DATA PROVIDED =>
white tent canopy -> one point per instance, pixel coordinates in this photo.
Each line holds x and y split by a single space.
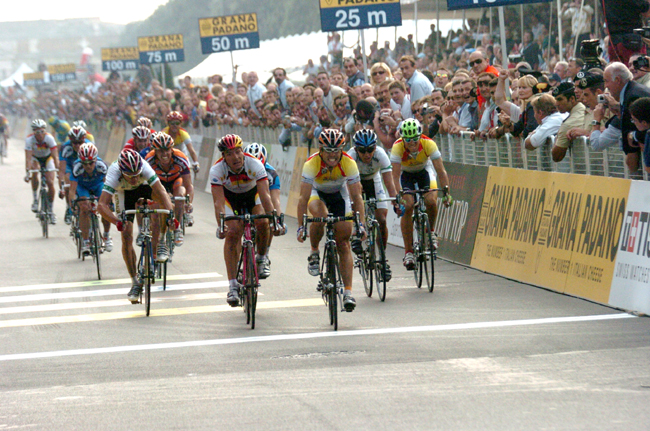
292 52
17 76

---

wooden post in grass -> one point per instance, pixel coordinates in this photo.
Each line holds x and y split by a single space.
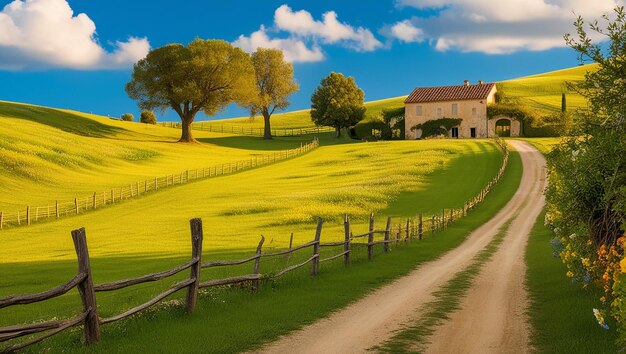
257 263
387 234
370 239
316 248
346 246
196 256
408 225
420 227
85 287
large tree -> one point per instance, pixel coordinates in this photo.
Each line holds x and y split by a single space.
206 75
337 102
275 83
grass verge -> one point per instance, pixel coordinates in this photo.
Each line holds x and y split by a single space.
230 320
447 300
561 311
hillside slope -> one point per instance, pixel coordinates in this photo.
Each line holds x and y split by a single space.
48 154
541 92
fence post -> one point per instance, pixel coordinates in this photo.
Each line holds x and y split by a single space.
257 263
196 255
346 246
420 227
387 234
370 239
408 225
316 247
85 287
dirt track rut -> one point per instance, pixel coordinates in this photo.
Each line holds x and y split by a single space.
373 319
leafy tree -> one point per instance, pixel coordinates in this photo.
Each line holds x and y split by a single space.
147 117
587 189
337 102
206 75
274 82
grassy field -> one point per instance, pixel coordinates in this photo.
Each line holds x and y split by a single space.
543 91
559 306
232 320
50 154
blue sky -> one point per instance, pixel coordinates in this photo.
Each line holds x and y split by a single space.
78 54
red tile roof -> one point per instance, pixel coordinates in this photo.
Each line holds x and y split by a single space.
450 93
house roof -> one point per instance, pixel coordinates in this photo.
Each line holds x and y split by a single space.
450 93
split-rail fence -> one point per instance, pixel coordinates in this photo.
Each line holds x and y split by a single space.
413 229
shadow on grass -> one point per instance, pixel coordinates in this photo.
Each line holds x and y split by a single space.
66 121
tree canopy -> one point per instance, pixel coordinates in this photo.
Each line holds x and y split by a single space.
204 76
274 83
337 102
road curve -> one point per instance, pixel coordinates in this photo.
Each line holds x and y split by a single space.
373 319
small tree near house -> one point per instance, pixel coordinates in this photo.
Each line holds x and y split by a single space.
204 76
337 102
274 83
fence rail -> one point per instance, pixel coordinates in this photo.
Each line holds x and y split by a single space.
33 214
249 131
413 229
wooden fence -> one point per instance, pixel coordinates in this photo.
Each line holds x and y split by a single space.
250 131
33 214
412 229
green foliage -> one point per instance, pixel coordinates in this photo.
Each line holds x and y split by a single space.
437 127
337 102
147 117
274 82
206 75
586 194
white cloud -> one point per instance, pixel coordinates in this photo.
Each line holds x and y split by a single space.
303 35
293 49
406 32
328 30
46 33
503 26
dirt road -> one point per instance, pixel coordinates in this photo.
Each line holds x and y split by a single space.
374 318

WHAT THE TASK REQUIRES => Copy out every line of the material above that contains the string "roof". Case counts.

WORKED SOLUTION =>
red tile roof -> one point per instance, pixel coordinates in this photo.
house roof -> one point per instance, pixel coordinates in this photo.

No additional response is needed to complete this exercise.